[Extracts from a box-labeled dataset]

>> start

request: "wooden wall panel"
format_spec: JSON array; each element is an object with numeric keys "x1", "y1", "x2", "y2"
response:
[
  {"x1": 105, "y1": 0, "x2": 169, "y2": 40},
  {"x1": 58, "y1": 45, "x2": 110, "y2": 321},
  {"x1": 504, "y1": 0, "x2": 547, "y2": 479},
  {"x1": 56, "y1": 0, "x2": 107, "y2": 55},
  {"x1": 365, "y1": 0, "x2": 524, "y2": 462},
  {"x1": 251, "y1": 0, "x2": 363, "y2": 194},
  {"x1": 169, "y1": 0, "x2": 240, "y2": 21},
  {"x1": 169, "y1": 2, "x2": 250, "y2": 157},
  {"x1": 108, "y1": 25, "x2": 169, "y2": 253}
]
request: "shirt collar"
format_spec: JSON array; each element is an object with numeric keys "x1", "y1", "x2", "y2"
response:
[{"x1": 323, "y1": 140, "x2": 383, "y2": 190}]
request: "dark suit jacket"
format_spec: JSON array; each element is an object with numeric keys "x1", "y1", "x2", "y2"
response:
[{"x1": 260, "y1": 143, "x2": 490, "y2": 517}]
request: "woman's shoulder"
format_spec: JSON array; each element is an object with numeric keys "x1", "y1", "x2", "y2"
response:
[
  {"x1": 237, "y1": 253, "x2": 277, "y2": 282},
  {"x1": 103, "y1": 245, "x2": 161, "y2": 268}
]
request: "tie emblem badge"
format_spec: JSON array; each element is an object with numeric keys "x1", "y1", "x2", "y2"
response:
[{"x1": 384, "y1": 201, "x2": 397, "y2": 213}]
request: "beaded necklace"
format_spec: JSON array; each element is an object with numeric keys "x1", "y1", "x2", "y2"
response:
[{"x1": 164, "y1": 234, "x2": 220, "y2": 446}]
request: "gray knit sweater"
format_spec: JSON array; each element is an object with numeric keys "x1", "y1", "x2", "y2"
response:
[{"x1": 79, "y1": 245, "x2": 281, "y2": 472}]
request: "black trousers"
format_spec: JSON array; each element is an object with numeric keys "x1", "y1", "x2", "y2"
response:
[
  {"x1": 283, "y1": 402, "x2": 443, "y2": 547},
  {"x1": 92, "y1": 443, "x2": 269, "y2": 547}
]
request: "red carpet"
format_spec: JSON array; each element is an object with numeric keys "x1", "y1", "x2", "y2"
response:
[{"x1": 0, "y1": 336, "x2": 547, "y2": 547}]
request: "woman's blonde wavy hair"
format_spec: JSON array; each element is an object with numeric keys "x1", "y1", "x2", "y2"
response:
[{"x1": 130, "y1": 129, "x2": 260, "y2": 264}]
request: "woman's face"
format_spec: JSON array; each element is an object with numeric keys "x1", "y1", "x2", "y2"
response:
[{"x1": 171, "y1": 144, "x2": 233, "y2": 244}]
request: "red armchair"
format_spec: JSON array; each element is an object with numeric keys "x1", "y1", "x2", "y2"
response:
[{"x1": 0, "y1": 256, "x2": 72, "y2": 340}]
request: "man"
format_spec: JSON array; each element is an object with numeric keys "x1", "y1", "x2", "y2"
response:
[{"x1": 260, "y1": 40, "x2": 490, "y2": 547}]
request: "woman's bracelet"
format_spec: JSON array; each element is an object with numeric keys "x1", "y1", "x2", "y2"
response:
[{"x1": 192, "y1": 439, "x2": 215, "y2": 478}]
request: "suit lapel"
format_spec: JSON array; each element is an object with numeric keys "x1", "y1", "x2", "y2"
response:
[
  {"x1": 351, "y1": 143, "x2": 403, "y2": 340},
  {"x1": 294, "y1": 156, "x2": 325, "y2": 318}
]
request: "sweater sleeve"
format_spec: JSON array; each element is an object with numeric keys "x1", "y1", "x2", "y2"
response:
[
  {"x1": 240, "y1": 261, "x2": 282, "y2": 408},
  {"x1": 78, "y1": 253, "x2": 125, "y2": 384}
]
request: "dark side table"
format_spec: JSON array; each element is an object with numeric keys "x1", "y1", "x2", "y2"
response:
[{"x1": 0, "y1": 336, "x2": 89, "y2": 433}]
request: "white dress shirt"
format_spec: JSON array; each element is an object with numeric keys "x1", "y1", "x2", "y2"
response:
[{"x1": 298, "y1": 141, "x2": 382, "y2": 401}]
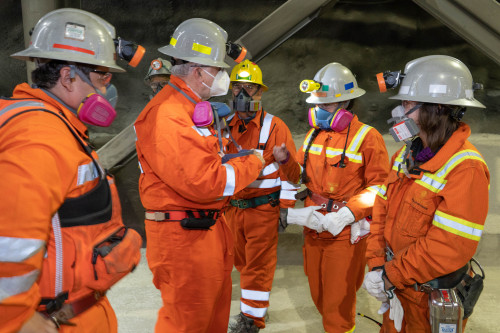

>> end

Which lines in the entries contain the word "suit"? Select each of them and copy it out.

Full output:
request: "dark suit jacket"
request: "suit lapel"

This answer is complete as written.